→ Given records

********

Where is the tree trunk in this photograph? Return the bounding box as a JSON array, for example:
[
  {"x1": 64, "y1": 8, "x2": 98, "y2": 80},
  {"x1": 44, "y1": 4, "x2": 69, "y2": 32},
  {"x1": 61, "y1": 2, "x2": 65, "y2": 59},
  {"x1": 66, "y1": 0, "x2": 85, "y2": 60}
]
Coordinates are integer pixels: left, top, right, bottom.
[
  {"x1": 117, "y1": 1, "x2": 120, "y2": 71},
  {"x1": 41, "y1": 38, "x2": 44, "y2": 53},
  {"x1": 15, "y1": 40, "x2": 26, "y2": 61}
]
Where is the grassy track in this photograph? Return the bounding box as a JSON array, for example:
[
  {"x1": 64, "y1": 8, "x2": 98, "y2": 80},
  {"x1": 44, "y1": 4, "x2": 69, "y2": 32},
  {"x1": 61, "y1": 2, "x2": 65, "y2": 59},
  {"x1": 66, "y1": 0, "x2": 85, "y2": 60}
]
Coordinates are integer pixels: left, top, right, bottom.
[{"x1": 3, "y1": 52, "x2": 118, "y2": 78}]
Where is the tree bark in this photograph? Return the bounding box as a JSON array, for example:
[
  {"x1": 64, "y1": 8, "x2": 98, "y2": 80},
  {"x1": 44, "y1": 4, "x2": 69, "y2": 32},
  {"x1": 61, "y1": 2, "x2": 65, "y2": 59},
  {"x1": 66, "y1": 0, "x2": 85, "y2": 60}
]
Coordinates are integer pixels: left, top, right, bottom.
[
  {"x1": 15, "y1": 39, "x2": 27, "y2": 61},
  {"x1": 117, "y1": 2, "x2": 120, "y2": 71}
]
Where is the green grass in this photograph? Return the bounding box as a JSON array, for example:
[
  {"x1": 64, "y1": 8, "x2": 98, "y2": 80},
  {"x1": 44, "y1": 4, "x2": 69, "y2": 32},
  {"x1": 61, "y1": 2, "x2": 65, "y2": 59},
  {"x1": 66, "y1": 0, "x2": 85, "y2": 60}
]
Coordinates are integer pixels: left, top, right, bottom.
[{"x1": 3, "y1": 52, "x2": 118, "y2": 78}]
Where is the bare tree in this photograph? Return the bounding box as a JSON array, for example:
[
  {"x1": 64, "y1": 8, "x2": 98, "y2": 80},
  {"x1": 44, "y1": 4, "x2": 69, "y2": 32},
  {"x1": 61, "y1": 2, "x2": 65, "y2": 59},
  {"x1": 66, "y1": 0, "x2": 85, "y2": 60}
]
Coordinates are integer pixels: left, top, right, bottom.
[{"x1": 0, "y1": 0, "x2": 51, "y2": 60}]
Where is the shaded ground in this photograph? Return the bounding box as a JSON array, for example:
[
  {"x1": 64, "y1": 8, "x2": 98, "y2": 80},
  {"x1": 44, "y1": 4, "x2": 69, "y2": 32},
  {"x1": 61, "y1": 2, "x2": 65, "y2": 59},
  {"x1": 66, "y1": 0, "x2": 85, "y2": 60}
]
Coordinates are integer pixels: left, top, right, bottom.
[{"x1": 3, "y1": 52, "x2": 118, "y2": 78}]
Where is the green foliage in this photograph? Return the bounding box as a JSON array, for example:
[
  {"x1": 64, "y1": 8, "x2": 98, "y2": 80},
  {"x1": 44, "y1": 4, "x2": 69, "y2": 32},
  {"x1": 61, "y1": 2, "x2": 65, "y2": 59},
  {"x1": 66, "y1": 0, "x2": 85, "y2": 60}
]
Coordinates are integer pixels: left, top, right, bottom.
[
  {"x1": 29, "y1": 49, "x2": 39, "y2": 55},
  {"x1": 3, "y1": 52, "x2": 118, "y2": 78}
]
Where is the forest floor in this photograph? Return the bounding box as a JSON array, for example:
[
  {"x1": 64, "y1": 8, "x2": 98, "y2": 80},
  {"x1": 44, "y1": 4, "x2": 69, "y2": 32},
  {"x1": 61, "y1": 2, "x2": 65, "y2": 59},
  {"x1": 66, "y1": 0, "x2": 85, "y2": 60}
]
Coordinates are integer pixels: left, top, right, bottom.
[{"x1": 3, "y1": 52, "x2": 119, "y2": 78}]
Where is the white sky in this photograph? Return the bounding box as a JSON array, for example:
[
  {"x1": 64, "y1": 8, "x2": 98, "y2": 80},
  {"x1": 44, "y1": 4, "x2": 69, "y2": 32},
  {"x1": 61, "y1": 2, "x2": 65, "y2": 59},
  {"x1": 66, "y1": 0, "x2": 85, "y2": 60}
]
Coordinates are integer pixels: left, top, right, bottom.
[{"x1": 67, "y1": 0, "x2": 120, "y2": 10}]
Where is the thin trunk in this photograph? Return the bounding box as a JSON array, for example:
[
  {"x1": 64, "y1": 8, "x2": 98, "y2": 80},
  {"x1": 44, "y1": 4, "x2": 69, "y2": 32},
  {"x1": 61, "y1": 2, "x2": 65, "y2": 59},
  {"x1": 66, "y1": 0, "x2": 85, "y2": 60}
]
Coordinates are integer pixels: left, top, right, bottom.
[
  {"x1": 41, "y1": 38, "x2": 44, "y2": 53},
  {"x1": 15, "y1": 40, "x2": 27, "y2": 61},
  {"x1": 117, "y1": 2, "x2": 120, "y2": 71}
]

********

All of the entries must be written out exactly as they stand.

→ Exercise output
Where is the tree trunk in this photograph? Return the bounding box as a JSON array, for example:
[
  {"x1": 64, "y1": 8, "x2": 98, "y2": 80},
  {"x1": 44, "y1": 4, "x2": 69, "y2": 32},
  {"x1": 61, "y1": 2, "x2": 65, "y2": 59},
  {"x1": 66, "y1": 0, "x2": 85, "y2": 60}
]
Coordinates are integer pixels: left, top, right, bottom.
[
  {"x1": 117, "y1": 1, "x2": 120, "y2": 71},
  {"x1": 41, "y1": 38, "x2": 44, "y2": 53},
  {"x1": 15, "y1": 40, "x2": 26, "y2": 61}
]
Where is the grassy track in this photograph? Return the bounding box as a JSON array, for example:
[
  {"x1": 64, "y1": 8, "x2": 98, "y2": 80},
  {"x1": 44, "y1": 4, "x2": 69, "y2": 32},
  {"x1": 61, "y1": 2, "x2": 65, "y2": 59},
  {"x1": 66, "y1": 0, "x2": 85, "y2": 60}
]
Coordinates are integer pixels: left, top, right, bottom.
[{"x1": 3, "y1": 52, "x2": 118, "y2": 78}]
Where is the tree bark in this photograph? Return the bounding box as a JSON array, for example:
[
  {"x1": 64, "y1": 8, "x2": 98, "y2": 80},
  {"x1": 44, "y1": 4, "x2": 69, "y2": 32},
  {"x1": 61, "y1": 2, "x2": 65, "y2": 59},
  {"x1": 66, "y1": 0, "x2": 85, "y2": 60}
]
Coordinates are integer pixels: left, top, right, bottom.
[
  {"x1": 15, "y1": 39, "x2": 27, "y2": 61},
  {"x1": 117, "y1": 2, "x2": 120, "y2": 71}
]
Where is the green grass in this photograph? Return the bounding box as a JSON array, for example:
[
  {"x1": 64, "y1": 8, "x2": 98, "y2": 80},
  {"x1": 44, "y1": 4, "x2": 69, "y2": 32},
  {"x1": 61, "y1": 2, "x2": 65, "y2": 59},
  {"x1": 66, "y1": 0, "x2": 85, "y2": 60}
]
Coordinates are integer pixels: left, top, right, bottom.
[{"x1": 3, "y1": 52, "x2": 118, "y2": 78}]
Where is the bare tree in this photograph? Return the bounding box as a JSON array, for example:
[
  {"x1": 64, "y1": 8, "x2": 98, "y2": 80},
  {"x1": 44, "y1": 4, "x2": 69, "y2": 32},
  {"x1": 61, "y1": 2, "x2": 65, "y2": 59},
  {"x1": 66, "y1": 0, "x2": 85, "y2": 60}
]
Coordinates are integer pixels: left, top, right, bottom.
[{"x1": 0, "y1": 0, "x2": 51, "y2": 60}]
Where is the shaded ground in this photograph? Return the bounding box as a JSON array, for example:
[
  {"x1": 64, "y1": 8, "x2": 98, "y2": 80},
  {"x1": 44, "y1": 4, "x2": 69, "y2": 32},
  {"x1": 61, "y1": 2, "x2": 65, "y2": 59},
  {"x1": 66, "y1": 0, "x2": 85, "y2": 60}
]
Coordinates are integer pixels: left, top, right, bottom.
[{"x1": 3, "y1": 52, "x2": 118, "y2": 78}]
Where is the green foliage in this photograph? Return the bounding box as a JSON array, for example:
[
  {"x1": 64, "y1": 8, "x2": 98, "y2": 80},
  {"x1": 44, "y1": 4, "x2": 69, "y2": 32},
  {"x1": 61, "y1": 2, "x2": 65, "y2": 59},
  {"x1": 66, "y1": 0, "x2": 85, "y2": 60}
]
Coordinates are integer pixels: left, top, right, bottom.
[
  {"x1": 29, "y1": 49, "x2": 39, "y2": 55},
  {"x1": 3, "y1": 52, "x2": 118, "y2": 78}
]
Where is the forest floor in this photograph? Return the bounding box as a JSON array, for example:
[
  {"x1": 64, "y1": 8, "x2": 98, "y2": 80},
  {"x1": 44, "y1": 4, "x2": 69, "y2": 32},
  {"x1": 61, "y1": 2, "x2": 65, "y2": 59},
  {"x1": 66, "y1": 0, "x2": 85, "y2": 60}
]
Coordinates are integer pixels: left, top, right, bottom.
[{"x1": 3, "y1": 52, "x2": 119, "y2": 78}]
Where is the white sky in this photograph? Return the bounding box as a JSON array, for example:
[
  {"x1": 64, "y1": 8, "x2": 98, "y2": 80},
  {"x1": 44, "y1": 4, "x2": 69, "y2": 32},
  {"x1": 61, "y1": 2, "x2": 65, "y2": 59},
  {"x1": 66, "y1": 0, "x2": 85, "y2": 60}
]
Coordinates are integer pixels: left, top, right, bottom.
[{"x1": 67, "y1": 0, "x2": 120, "y2": 10}]
Where is the thin trunk in this photograph? Return the bounding box as a JSON array, for example:
[
  {"x1": 64, "y1": 8, "x2": 98, "y2": 80},
  {"x1": 44, "y1": 4, "x2": 69, "y2": 32},
  {"x1": 61, "y1": 2, "x2": 65, "y2": 59},
  {"x1": 66, "y1": 0, "x2": 85, "y2": 60}
]
Coordinates are integer pixels: left, top, right, bottom.
[
  {"x1": 41, "y1": 38, "x2": 44, "y2": 53},
  {"x1": 15, "y1": 40, "x2": 27, "y2": 61},
  {"x1": 117, "y1": 2, "x2": 120, "y2": 71}
]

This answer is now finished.